==== Material for the task ====

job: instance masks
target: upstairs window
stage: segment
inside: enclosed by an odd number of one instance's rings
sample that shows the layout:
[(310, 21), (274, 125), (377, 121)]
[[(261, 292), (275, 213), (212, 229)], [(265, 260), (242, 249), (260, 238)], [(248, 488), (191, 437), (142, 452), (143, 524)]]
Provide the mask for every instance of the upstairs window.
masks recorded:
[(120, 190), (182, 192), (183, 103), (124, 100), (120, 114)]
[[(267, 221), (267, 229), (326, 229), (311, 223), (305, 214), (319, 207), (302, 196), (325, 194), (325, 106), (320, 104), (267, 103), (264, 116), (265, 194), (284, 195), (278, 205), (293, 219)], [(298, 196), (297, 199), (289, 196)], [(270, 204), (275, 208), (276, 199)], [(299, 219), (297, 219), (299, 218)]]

====
==== Material for the task ====

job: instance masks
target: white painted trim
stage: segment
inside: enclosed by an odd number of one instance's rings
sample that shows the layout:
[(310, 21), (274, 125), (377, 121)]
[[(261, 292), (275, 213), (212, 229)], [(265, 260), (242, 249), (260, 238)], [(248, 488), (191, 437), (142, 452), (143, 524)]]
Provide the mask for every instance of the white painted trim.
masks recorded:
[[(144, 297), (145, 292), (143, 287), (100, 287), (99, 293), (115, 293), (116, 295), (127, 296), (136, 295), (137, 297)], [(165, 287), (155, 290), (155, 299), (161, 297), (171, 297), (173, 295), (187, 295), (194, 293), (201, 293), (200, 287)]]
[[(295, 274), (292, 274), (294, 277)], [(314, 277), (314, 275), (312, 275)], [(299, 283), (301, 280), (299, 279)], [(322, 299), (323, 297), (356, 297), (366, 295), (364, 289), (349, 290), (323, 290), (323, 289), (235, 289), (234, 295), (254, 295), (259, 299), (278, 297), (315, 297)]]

====

:: Instructions to follow ::
Your reply should be only the count of lines in the entries above that contain the word "every".

:: Reply ::
2